*Task 1*: Transcribe a passage from the FTAT article word for word, beginning at the words "- Publication: FTAT" and stopping after "and Engineering Unions.".
*Task 2*: Summarize the FTAT article in two sentences.

*Excerpt provided*:
__________________________________________________

FTAT
- Merged into: GMB
- Founded: 1971
- Dissolved: 1993
- Headquarters: Roe Green, Kingsbury, London
- Location: United Kingdom;
- Members: 85,377 (1971)
- Publication: FTAT Record
- Affiliations: TUC, CSEU, Labour Party

= Furniture, Timber and Allied Trades Union =

Former trade union of the United Kingdom

The Furniture, Timber and Allied Trades Union (FTAT) was a trade union in the United Kingdom.

==History==
The union was founded in 1971 by the merger of the National Union of Furniture Trade Operatives (NUFTO) and the Amalgamated Society of Woodcutting Machinists. In 1978, the National Union of Funeral Service Operatives merged with it, while the National Society of Brushmakers and General Workers joined in 1983. The following year, its total membership was 85,407. The union was a member of the Confederation of Shipbuilding and Engineering Unions.

__________________________________________________

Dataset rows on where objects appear

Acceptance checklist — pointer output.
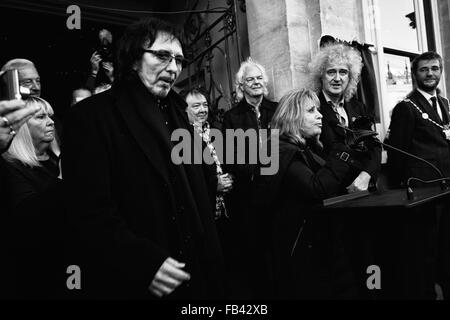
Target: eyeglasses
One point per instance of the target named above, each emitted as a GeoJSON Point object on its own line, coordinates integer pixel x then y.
{"type": "Point", "coordinates": [28, 83]}
{"type": "Point", "coordinates": [167, 56]}
{"type": "Point", "coordinates": [253, 79]}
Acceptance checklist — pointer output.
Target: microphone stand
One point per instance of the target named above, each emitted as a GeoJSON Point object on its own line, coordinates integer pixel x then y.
{"type": "Point", "coordinates": [409, 190]}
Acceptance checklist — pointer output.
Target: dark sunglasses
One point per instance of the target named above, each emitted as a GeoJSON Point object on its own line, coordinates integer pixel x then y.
{"type": "Point", "coordinates": [167, 56]}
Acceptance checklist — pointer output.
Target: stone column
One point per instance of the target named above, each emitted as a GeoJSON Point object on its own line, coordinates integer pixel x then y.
{"type": "Point", "coordinates": [444, 22]}
{"type": "Point", "coordinates": [284, 35]}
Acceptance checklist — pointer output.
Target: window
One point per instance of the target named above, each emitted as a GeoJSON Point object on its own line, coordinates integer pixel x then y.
{"type": "Point", "coordinates": [399, 30]}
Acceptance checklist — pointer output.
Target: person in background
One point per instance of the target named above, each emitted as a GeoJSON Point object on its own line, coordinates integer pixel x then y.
{"type": "Point", "coordinates": [335, 73]}
{"type": "Point", "coordinates": [253, 112]}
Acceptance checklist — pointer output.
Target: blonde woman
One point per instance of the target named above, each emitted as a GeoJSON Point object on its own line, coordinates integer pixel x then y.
{"type": "Point", "coordinates": [35, 221]}
{"type": "Point", "coordinates": [304, 256]}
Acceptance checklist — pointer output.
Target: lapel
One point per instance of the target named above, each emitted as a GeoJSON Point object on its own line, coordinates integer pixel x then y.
{"type": "Point", "coordinates": [246, 117]}
{"type": "Point", "coordinates": [146, 124]}
{"type": "Point", "coordinates": [352, 111]}
{"type": "Point", "coordinates": [444, 106]}
{"type": "Point", "coordinates": [423, 104]}
{"type": "Point", "coordinates": [330, 116]}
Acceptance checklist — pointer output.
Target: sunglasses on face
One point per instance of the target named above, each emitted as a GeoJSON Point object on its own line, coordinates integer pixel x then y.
{"type": "Point", "coordinates": [167, 56]}
{"type": "Point", "coordinates": [253, 79]}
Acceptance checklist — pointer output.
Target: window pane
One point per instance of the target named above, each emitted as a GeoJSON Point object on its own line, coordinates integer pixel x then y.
{"type": "Point", "coordinates": [398, 79]}
{"type": "Point", "coordinates": [398, 25]}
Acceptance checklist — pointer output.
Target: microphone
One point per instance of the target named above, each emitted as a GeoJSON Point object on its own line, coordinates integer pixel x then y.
{"type": "Point", "coordinates": [362, 135]}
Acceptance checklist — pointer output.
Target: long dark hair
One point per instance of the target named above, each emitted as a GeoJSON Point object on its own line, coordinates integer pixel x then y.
{"type": "Point", "coordinates": [136, 37]}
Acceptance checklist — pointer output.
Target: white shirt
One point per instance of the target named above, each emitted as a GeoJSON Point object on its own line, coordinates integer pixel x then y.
{"type": "Point", "coordinates": [339, 108]}
{"type": "Point", "coordinates": [428, 97]}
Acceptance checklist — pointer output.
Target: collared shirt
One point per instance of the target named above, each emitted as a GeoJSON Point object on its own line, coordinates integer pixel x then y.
{"type": "Point", "coordinates": [428, 97]}
{"type": "Point", "coordinates": [338, 108]}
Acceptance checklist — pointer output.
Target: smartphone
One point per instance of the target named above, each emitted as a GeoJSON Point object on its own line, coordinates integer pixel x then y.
{"type": "Point", "coordinates": [9, 85]}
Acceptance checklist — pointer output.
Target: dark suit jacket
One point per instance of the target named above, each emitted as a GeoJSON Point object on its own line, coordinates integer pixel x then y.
{"type": "Point", "coordinates": [304, 247]}
{"type": "Point", "coordinates": [411, 132]}
{"type": "Point", "coordinates": [132, 205]}
{"type": "Point", "coordinates": [36, 228]}
{"type": "Point", "coordinates": [243, 117]}
{"type": "Point", "coordinates": [331, 134]}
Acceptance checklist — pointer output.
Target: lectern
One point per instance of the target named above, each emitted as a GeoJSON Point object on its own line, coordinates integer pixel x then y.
{"type": "Point", "coordinates": [398, 235]}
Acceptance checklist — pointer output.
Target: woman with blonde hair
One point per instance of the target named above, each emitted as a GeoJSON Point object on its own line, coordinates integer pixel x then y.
{"type": "Point", "coordinates": [36, 219]}
{"type": "Point", "coordinates": [304, 258]}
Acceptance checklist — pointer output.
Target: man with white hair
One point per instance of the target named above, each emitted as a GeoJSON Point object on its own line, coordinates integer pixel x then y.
{"type": "Point", "coordinates": [254, 112]}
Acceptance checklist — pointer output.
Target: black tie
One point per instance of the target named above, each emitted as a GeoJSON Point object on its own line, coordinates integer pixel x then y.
{"type": "Point", "coordinates": [435, 106]}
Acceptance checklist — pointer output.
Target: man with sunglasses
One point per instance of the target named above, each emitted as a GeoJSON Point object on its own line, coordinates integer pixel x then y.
{"type": "Point", "coordinates": [253, 113]}
{"type": "Point", "coordinates": [149, 230]}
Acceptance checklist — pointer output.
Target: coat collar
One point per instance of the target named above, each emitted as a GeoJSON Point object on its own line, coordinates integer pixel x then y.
{"type": "Point", "coordinates": [141, 113]}
{"type": "Point", "coordinates": [422, 103]}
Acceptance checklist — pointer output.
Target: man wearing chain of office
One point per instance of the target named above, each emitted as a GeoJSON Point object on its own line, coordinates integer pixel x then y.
{"type": "Point", "coordinates": [420, 125]}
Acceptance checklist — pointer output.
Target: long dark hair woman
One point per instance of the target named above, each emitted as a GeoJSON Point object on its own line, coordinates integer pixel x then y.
{"type": "Point", "coordinates": [36, 216]}
{"type": "Point", "coordinates": [302, 245]}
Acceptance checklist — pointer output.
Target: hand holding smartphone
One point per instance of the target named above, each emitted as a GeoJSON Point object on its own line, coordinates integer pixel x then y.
{"type": "Point", "coordinates": [10, 88]}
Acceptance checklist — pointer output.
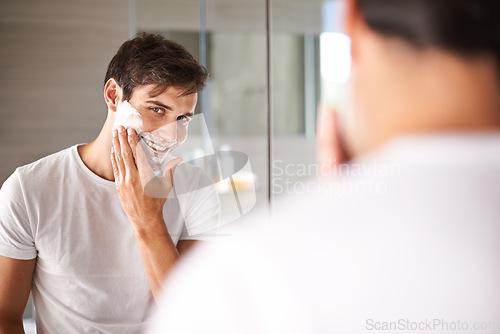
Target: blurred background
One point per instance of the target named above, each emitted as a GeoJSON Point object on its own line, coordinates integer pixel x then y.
{"type": "Point", "coordinates": [271, 63]}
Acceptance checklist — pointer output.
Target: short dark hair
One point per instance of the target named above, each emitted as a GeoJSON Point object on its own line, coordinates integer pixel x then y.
{"type": "Point", "coordinates": [153, 59]}
{"type": "Point", "coordinates": [468, 27]}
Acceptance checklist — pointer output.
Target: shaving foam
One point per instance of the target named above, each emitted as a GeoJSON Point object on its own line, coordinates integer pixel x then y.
{"type": "Point", "coordinates": [156, 149]}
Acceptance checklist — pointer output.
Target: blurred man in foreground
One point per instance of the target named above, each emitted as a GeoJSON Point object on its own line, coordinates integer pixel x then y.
{"type": "Point", "coordinates": [420, 251]}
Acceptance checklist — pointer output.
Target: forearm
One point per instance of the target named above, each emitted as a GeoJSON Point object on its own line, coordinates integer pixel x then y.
{"type": "Point", "coordinates": [159, 254]}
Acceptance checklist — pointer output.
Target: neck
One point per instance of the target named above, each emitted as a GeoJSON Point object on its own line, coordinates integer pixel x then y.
{"type": "Point", "coordinates": [96, 155]}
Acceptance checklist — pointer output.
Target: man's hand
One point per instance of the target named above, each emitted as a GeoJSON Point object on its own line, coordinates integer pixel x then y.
{"type": "Point", "coordinates": [142, 210]}
{"type": "Point", "coordinates": [145, 213]}
{"type": "Point", "coordinates": [330, 151]}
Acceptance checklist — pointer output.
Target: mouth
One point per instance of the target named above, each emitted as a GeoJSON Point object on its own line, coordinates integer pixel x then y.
{"type": "Point", "coordinates": [157, 144]}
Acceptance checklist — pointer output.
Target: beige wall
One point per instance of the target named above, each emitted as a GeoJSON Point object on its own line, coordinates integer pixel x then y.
{"type": "Point", "coordinates": [53, 58]}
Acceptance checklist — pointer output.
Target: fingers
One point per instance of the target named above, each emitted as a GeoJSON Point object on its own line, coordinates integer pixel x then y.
{"type": "Point", "coordinates": [170, 167]}
{"type": "Point", "coordinates": [133, 141]}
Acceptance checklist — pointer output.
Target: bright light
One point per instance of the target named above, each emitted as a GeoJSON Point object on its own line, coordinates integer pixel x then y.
{"type": "Point", "coordinates": [335, 57]}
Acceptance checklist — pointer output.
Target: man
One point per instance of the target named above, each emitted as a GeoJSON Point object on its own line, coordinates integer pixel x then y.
{"type": "Point", "coordinates": [407, 239]}
{"type": "Point", "coordinates": [78, 227]}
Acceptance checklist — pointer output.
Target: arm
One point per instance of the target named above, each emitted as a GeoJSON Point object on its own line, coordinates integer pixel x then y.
{"type": "Point", "coordinates": [158, 251]}
{"type": "Point", "coordinates": [15, 286]}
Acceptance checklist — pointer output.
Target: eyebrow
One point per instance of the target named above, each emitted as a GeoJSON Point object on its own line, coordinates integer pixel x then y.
{"type": "Point", "coordinates": [158, 103]}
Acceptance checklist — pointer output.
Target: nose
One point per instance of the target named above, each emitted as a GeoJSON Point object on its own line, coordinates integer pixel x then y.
{"type": "Point", "coordinates": [167, 131]}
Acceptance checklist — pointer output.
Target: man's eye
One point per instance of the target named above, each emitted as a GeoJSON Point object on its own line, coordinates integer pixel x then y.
{"type": "Point", "coordinates": [183, 118]}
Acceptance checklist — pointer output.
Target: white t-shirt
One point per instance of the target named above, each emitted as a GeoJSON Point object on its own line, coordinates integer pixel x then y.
{"type": "Point", "coordinates": [89, 275]}
{"type": "Point", "coordinates": [408, 242]}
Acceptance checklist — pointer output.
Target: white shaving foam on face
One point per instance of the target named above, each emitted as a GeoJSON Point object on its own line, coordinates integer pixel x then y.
{"type": "Point", "coordinates": [128, 117]}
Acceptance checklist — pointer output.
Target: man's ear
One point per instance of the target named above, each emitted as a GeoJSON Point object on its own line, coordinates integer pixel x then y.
{"type": "Point", "coordinates": [112, 94]}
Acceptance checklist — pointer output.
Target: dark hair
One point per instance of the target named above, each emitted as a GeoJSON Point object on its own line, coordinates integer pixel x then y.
{"type": "Point", "coordinates": [152, 59]}
{"type": "Point", "coordinates": [469, 27]}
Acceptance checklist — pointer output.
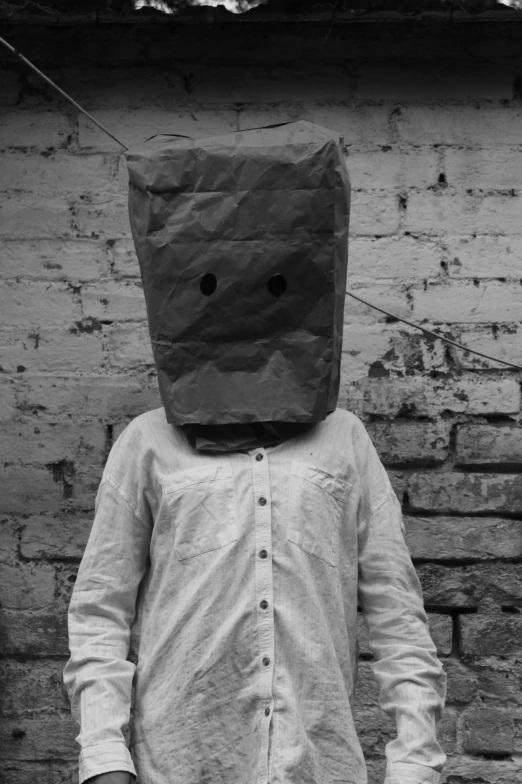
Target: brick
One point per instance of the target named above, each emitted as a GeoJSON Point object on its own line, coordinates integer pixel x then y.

__________________________________________________

*Correct output 1*:
- Publication: FTAT Record
- Affiliations: TUC, CSEU, Labour Party

= Furniture, Timber and Allied Trades Union =

Former trade union of the United Kingdom

The Furniture, Timber and Allied Trades Union (FTAT) was a trade union in the United Kingdom.

==History==
The union was founded in 1971 by the merger of the National Union of Furniture Trade Operatives (NUFTO) and the Amalgamated Society of Woodcutting Machinists. In 1978, the National Union of Funeral Service Operatives merged with it, while the National Society of Brushmakers and General Workers joined in 1983. The following year, its total membership was 85,407. The union was a member of the Confederation of Shipbuilding and Engineering Unions.

*Correct output 2*: The Furniture, Timber and Allied Trades Union (FTAT) was a UK trade union founded in 1971 by the merger of the National Union of Furniture Trade Operatives and the Amalgamated Society of Woodcutting Machinists; it merged into the GMB and was dissolved in 1993. The National Union of Funeral Service Operatives joined it in 1978 and the National Society of Brushmakers and General Workers in 1983, and it was a member of the Confederation of Shipbuilding and Engineering Unions.